EXERCISE DIRECTIONS =>
Copy out the lines from the one with "For each <instance>" to the one with "box: [114, 175, 565, 375]", swapping "rough mask" for "coarse mask" and leaving everything else as it is.
>>>
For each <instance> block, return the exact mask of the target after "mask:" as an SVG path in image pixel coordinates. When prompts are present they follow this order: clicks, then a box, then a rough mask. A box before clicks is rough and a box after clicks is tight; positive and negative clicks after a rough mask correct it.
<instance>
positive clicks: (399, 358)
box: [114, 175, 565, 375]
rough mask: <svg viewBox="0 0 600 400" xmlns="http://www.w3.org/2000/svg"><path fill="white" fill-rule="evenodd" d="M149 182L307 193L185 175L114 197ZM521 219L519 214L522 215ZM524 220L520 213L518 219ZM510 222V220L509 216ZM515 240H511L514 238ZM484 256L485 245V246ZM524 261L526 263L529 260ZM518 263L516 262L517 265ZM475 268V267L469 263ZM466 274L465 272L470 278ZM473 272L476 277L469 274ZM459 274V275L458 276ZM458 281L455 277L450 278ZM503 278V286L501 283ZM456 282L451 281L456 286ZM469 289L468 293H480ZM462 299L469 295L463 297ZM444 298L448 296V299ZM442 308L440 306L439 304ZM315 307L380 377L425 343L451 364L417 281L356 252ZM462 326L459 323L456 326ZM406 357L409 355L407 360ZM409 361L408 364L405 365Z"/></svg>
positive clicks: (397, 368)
<<<
>>>
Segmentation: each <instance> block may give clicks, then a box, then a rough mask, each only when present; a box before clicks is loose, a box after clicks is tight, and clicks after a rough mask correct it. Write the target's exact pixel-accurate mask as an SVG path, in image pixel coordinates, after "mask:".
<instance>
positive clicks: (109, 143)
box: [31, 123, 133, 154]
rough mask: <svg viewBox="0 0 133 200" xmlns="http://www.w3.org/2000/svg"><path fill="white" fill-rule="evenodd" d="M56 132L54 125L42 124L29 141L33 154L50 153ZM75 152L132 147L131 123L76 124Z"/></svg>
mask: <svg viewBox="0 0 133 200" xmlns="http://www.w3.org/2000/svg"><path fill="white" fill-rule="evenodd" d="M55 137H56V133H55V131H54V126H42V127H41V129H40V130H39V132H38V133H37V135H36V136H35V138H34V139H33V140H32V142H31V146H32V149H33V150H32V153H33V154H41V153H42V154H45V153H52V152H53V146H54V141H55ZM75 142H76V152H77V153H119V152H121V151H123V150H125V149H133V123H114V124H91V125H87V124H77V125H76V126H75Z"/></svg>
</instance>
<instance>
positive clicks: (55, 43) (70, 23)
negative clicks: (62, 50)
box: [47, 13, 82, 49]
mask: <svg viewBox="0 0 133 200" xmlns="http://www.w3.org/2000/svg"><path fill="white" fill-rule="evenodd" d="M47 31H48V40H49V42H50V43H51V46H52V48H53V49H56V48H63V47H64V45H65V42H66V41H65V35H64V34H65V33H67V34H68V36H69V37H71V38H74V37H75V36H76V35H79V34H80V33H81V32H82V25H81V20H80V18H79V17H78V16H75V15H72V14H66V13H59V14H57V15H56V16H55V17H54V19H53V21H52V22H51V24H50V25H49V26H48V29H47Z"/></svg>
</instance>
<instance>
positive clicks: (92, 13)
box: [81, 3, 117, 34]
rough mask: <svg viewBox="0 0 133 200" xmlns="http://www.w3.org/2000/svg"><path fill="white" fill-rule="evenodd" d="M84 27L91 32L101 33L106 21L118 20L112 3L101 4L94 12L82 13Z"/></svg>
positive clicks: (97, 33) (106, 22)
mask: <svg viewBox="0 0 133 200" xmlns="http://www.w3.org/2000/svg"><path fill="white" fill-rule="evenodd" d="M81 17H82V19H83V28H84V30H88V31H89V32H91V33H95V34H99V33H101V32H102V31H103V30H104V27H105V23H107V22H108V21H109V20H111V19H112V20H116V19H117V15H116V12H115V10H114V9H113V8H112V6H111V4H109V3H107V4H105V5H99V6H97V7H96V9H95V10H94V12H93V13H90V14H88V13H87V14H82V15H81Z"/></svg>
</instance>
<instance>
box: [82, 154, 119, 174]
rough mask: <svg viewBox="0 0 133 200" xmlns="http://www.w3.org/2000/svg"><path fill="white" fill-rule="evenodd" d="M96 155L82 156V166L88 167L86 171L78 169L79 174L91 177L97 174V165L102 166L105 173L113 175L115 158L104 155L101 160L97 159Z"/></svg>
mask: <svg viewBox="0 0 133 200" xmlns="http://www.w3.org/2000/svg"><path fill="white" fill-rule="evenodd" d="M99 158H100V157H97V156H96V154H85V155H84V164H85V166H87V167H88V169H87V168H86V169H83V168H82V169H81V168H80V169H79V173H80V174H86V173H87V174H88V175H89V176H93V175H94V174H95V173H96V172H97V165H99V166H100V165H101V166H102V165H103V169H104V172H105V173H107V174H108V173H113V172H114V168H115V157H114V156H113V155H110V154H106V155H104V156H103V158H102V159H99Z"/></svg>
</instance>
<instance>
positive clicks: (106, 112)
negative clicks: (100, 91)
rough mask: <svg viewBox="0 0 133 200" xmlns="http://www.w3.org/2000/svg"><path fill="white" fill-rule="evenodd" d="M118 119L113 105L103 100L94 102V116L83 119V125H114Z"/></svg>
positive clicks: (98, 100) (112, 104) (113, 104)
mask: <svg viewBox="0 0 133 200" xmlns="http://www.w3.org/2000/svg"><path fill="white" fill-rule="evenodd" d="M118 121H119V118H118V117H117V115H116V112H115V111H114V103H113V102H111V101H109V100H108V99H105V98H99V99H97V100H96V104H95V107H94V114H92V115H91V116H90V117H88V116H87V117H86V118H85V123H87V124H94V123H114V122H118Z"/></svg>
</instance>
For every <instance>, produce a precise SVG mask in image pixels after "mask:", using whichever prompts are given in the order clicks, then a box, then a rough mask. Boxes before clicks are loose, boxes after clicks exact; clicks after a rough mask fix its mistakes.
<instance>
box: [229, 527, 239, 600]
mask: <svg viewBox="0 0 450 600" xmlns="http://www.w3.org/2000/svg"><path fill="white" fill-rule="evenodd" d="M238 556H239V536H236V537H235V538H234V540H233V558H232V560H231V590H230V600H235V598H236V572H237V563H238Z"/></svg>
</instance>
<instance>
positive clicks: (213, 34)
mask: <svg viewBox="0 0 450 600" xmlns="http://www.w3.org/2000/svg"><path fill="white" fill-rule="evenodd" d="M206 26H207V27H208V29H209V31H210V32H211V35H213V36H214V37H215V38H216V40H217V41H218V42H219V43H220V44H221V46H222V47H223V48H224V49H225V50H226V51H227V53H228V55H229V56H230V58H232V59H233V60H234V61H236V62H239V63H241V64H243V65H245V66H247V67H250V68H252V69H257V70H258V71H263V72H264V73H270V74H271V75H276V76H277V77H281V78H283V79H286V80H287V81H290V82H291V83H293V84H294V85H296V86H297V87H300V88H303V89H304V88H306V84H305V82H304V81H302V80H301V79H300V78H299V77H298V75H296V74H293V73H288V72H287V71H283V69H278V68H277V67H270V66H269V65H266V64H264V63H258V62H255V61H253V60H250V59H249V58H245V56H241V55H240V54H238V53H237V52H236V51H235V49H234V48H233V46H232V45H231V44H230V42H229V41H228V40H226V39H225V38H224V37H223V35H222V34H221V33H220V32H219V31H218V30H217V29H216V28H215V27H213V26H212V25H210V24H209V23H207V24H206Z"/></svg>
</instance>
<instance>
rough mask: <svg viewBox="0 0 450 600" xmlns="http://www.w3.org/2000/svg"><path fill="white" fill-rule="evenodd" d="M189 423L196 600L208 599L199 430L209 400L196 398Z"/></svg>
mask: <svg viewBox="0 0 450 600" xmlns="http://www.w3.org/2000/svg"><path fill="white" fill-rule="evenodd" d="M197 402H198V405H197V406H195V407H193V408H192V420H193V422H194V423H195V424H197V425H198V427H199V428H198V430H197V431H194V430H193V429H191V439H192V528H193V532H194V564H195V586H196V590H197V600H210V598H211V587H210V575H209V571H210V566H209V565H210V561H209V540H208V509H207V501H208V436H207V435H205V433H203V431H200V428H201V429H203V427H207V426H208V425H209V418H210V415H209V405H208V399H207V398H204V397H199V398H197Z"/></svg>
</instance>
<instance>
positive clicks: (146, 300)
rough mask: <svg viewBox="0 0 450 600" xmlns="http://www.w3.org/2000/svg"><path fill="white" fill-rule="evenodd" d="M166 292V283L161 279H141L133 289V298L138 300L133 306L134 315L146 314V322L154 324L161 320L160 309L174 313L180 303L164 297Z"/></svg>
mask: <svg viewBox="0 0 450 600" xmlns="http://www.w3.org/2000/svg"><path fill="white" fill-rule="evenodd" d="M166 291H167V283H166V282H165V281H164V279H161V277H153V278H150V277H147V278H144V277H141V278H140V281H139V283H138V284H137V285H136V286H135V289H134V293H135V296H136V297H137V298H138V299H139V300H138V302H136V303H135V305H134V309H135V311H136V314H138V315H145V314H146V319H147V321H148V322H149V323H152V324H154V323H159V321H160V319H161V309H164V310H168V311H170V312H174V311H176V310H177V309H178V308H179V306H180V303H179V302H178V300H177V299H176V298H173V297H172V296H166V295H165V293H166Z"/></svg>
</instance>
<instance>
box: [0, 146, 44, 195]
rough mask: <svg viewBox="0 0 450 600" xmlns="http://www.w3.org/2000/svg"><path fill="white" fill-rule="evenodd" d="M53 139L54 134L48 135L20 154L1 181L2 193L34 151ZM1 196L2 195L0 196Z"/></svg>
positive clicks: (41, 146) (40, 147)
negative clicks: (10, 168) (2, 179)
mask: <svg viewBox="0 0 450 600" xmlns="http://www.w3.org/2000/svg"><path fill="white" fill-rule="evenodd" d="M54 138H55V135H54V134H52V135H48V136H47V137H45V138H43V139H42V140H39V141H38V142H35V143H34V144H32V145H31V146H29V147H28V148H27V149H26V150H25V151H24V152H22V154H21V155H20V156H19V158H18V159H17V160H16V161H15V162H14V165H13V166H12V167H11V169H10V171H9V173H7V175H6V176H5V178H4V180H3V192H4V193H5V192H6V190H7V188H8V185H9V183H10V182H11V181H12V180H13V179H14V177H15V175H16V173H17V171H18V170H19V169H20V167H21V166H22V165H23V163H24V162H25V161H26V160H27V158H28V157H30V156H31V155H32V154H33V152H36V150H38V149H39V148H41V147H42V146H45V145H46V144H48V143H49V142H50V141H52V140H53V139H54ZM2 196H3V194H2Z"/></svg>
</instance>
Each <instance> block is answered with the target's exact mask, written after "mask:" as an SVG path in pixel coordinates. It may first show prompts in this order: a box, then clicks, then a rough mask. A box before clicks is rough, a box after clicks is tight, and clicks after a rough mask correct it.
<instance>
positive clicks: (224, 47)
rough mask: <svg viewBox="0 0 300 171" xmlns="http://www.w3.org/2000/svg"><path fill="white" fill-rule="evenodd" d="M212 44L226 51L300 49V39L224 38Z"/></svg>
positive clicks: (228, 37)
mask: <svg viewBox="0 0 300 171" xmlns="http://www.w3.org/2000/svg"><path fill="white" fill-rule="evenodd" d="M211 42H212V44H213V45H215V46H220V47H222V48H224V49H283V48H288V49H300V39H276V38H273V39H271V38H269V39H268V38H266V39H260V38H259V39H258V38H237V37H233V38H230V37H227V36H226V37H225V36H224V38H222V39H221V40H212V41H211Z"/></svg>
<<<
SOLUTION TO THIS TASK =>
For each <instance> block, return the exact mask of the target after "mask:" as an SVG path in image pixel coordinates. When prompts are present they follow this order: clicks, then a box, then a coarse mask. A box before clicks is rough and a box after clicks is tight; positive and negative clicks after a coarse mask correct it.
<instance>
positive clicks: (399, 358)
box: [114, 175, 565, 375]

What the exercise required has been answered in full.